A stretch of the entries below is to be set down exactly, running from the line with "Would you be able to indicate the distant" through the line with "Target: kite tail", both included, and no other line.
(DATA TO USE Opens)
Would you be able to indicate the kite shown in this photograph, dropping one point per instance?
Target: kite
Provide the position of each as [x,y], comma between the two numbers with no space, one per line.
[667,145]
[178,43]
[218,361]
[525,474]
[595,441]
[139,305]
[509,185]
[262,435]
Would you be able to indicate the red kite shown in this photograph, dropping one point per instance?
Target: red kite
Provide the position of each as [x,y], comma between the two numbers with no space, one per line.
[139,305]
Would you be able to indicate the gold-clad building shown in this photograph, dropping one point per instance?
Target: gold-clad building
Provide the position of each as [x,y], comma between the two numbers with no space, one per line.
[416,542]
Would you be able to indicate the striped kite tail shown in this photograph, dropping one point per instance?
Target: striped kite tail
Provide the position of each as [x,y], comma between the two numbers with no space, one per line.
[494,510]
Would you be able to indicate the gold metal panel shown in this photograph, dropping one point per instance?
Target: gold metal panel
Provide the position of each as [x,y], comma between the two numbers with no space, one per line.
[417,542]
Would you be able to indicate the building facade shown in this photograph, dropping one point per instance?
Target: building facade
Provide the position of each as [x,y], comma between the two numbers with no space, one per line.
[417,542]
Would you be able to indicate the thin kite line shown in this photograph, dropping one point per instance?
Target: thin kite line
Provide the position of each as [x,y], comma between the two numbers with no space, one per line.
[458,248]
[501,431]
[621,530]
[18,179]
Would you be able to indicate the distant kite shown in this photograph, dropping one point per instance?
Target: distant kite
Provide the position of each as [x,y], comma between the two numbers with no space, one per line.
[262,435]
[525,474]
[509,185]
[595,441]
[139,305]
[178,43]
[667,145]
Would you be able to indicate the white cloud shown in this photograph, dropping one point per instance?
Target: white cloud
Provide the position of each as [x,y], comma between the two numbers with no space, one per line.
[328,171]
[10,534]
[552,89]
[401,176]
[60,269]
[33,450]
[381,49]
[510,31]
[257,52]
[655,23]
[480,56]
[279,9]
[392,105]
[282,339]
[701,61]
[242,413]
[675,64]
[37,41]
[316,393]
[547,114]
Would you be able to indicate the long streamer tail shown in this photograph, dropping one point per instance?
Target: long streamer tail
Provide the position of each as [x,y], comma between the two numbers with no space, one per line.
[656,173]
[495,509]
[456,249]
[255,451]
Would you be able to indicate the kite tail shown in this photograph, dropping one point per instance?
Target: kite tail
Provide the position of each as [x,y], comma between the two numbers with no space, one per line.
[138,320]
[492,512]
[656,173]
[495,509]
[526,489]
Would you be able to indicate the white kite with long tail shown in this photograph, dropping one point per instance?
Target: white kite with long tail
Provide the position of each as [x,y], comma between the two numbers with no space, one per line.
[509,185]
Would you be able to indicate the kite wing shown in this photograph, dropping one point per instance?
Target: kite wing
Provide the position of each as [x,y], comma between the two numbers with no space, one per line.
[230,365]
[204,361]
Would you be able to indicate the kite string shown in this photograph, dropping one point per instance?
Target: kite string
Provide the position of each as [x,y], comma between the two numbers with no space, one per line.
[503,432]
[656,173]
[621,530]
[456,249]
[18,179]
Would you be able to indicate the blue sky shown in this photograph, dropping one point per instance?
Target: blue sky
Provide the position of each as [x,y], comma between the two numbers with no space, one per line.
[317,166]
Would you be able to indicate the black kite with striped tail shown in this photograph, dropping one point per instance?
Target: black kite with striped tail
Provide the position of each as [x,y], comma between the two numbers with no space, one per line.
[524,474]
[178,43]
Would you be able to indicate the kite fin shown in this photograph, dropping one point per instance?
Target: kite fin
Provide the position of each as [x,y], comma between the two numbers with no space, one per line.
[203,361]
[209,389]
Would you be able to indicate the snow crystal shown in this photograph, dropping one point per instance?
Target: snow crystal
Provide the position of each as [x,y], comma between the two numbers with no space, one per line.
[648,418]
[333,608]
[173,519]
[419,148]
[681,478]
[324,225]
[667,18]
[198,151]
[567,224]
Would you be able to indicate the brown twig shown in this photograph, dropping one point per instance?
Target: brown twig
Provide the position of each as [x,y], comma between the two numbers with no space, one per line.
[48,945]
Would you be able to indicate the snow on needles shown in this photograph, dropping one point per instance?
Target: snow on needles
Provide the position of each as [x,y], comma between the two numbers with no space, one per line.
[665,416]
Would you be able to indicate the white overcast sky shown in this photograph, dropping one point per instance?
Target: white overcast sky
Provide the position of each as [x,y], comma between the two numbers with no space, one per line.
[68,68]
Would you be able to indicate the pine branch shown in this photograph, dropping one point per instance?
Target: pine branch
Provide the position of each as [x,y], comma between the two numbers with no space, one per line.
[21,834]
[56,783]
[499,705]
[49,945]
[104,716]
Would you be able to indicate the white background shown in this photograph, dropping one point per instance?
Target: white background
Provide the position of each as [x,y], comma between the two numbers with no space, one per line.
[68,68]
(DATA TO USE Closes)
▶ [RESULT BELOW]
Would you be able to indicate the distant kite shown in this photograph, dropping one point per instance?
Target: distant kite
Provide the position of each as [x,y], comma between the two numbers with no space, one per line.
[262,435]
[525,474]
[509,185]
[595,441]
[139,305]
[178,43]
[667,145]
Would you be able to indicate the white cloud shown in this photograph, dropping one point per instance?
Target: white cloud
Provide the position of each as [x,y], comma between the two numbers with no space, one per line.
[328,171]
[10,534]
[552,89]
[401,176]
[60,269]
[33,450]
[381,49]
[510,31]
[257,52]
[655,23]
[480,56]
[279,9]
[392,105]
[282,339]
[701,61]
[242,413]
[675,64]
[37,41]
[316,393]
[547,114]
Would you be able to indicate the long streamer tail shown in this photograph, dropping one point per instance?
Target: long streamer tail
Provide the position of each as [x,y], comma between the two numbers with no space, one per line.
[656,173]
[495,509]
[456,249]
[255,451]
Would you be able to indicate the kite tail shown in this photograph, dropping one point per instance?
Target: kite tail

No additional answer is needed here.